» Exercise prompt
Reproduce each of the following records verbatim.
************
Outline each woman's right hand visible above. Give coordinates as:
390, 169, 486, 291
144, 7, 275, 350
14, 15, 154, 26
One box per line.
************
» The response
Outline each woman's right hand visible above. Give coordinates as:
390, 169, 486, 291
144, 7, 275, 350
14, 15, 154, 26
One box per line.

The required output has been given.